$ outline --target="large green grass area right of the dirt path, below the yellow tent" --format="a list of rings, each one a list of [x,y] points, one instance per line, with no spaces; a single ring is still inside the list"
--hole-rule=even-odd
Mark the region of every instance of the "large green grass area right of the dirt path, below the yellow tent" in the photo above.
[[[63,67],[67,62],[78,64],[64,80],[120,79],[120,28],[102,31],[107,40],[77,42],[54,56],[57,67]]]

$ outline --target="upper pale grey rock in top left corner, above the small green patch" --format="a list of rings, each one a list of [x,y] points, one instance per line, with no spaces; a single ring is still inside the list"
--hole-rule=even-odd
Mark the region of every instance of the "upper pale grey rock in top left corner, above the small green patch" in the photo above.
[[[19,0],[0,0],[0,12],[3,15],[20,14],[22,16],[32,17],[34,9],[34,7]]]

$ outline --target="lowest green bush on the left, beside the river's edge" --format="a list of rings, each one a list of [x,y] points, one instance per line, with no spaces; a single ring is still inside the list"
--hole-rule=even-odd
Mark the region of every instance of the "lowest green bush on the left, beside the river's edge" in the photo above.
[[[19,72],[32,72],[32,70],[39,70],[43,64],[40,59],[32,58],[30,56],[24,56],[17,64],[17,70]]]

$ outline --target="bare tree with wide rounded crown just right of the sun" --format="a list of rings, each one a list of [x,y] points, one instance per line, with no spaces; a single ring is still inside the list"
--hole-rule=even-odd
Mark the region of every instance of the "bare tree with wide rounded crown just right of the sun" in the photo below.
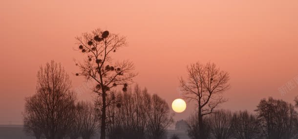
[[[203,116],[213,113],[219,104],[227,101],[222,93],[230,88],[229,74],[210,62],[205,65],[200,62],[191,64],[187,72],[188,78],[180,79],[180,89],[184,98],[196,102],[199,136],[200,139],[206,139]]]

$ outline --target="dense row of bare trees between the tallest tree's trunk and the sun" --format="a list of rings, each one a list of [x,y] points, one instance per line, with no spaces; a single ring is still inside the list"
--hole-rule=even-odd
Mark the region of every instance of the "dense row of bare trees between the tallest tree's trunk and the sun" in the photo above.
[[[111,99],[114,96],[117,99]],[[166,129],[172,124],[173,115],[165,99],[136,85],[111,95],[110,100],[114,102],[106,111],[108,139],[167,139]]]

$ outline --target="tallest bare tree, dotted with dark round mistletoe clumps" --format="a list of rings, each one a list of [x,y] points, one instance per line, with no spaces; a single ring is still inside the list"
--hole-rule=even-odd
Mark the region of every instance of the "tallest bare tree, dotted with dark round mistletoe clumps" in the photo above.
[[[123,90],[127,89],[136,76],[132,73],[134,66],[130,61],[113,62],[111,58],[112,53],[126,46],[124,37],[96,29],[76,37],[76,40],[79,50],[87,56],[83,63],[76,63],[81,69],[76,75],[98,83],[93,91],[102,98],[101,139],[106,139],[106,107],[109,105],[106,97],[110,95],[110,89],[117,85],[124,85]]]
# # # # #
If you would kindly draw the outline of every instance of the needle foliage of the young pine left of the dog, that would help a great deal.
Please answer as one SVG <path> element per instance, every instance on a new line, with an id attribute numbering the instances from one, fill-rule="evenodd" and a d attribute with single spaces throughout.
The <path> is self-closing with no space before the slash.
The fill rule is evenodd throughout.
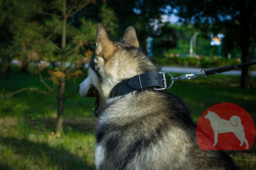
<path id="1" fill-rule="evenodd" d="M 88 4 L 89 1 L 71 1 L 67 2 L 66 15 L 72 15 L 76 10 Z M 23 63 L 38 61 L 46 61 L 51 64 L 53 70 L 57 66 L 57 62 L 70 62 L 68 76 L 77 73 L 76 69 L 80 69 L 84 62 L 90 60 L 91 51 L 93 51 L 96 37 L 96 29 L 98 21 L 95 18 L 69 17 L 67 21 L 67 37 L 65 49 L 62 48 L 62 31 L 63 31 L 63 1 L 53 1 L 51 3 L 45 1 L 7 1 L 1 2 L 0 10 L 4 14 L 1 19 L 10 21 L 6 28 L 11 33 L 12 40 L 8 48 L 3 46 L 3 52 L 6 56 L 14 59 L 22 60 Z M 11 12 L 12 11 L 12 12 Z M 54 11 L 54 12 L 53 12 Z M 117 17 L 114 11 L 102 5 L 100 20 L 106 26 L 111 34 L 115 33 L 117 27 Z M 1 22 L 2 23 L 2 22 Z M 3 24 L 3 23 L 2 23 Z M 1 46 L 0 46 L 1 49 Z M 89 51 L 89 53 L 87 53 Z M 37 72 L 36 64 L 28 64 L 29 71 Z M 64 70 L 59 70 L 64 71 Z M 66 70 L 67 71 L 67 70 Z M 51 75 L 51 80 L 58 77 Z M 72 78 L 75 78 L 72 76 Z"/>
# # # # #
# What to do:
Copy each line above containing the string "inside".

# Task response:
$ outline --target="large green grass area right of the dirt path, below the yellow tent" --format="a list of rings, each one a list of [x,y] points, one instance per line, with no spaces; a single ring is still inside the list"
$ outline --target="upper pale grey rock in top left corner, above the small green patch" --format="a list of rings, each one a list of [x,y] points, one instance per line, with no spaces; a single ring is still inside the list"
$ outline --target="lowest green bush on the left, beside the river's edge" --format="a list of rings, each one a list of [x,y] points, one instance per line, with no spaces; a single ring is still inside the list"
$ outline --target="bare tree with wide rounded crown just right of the sun" --format="a list of rings, each one a list of [x,y] points, one instance per line, with no spaces; a single ring is still inside the list"
$ outline --target="dense row of bare trees between the tallest tree's trunk and the sun" --format="a list of rings, each one a list of [x,y] points, one instance per line, with no spaces; a single ring is still inside the list"
$ outline --target="tallest bare tree, dotted with dark round mistletoe clumps" --format="a list of rings, each one a list of [x,y] points, one instance per line, with no spaces; a single ring is still inside the list"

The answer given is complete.